[Point labeling data based on photos]

+===+

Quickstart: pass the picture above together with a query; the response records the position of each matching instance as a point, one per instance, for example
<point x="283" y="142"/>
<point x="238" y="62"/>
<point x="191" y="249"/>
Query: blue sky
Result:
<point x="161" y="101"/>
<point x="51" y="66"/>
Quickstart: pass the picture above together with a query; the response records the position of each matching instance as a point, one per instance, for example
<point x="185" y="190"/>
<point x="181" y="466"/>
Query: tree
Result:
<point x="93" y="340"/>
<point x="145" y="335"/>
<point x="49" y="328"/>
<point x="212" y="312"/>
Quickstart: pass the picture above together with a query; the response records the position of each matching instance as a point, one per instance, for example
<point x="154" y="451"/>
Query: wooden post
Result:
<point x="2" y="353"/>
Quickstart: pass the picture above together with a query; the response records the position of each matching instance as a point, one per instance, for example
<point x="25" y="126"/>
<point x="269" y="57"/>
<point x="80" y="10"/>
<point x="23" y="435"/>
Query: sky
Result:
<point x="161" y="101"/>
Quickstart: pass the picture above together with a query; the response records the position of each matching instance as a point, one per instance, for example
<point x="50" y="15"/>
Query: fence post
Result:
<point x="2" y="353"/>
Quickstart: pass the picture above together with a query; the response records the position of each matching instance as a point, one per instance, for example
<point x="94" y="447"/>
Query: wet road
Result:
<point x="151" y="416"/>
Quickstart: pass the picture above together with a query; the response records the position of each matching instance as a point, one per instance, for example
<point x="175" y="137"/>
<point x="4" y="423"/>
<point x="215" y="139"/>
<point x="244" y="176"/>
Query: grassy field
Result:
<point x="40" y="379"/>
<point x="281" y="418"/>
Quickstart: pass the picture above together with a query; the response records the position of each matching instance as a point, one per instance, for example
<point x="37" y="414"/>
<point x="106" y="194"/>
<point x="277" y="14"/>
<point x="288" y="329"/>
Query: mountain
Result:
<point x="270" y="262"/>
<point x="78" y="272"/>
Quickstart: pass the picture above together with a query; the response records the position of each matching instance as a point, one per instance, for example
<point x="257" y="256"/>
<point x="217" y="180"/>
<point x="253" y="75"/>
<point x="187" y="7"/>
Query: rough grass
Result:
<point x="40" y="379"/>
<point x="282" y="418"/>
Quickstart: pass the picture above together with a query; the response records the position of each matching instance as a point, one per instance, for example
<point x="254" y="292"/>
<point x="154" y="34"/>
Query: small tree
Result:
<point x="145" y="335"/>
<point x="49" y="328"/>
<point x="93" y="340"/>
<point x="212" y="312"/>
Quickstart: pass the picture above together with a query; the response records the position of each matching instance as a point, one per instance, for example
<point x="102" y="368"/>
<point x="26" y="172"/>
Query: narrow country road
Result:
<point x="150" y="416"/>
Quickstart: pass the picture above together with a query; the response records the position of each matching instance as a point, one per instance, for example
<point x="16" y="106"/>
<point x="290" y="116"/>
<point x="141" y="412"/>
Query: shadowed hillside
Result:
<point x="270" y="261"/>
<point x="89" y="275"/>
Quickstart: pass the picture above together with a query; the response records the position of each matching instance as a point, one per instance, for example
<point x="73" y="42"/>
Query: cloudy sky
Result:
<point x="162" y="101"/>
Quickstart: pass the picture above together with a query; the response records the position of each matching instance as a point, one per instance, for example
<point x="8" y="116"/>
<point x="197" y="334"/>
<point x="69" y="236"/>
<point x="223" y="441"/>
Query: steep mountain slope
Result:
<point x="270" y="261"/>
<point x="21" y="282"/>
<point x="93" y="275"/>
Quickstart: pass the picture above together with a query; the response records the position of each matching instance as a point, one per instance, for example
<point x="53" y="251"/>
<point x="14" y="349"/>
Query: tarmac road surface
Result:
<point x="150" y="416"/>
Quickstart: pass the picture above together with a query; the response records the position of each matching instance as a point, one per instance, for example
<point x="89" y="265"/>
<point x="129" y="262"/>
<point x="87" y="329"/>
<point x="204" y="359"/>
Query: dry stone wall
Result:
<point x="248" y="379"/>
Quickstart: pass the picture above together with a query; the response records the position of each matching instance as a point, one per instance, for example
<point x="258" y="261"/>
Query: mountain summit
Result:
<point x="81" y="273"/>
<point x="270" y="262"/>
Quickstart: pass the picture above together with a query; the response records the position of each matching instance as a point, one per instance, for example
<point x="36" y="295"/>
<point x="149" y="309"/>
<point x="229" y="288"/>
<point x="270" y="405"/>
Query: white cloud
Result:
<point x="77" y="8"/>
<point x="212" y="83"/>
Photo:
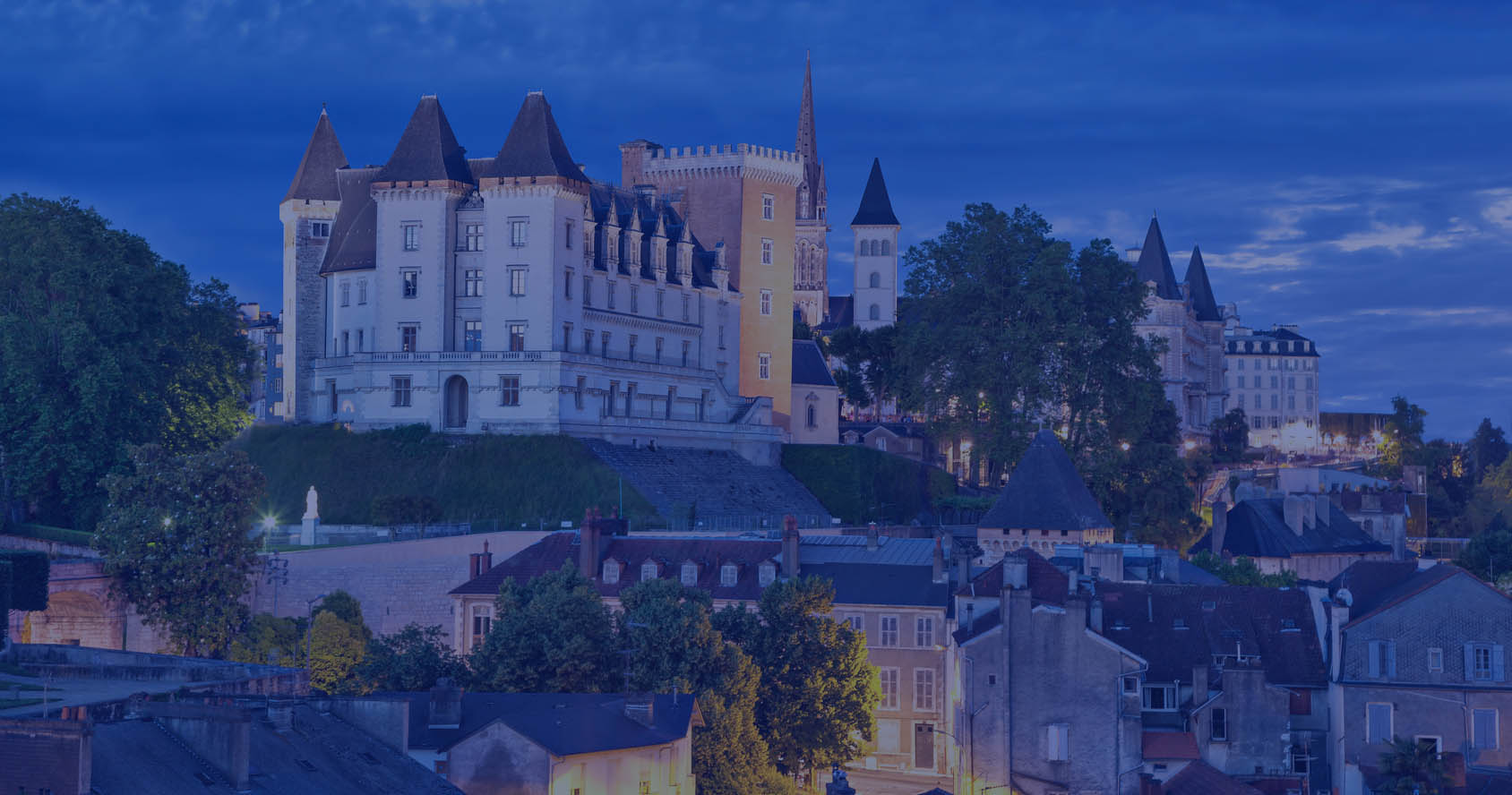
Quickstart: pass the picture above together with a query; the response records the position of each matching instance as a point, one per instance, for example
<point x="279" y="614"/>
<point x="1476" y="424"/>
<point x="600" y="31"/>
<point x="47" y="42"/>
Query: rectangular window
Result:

+===+

Extract from the listing every line that contains the word "mountain", and copy each such line in full.

Answer to this problem =>
Query: mountain
Query: steep mountain slope
Query: mountain summit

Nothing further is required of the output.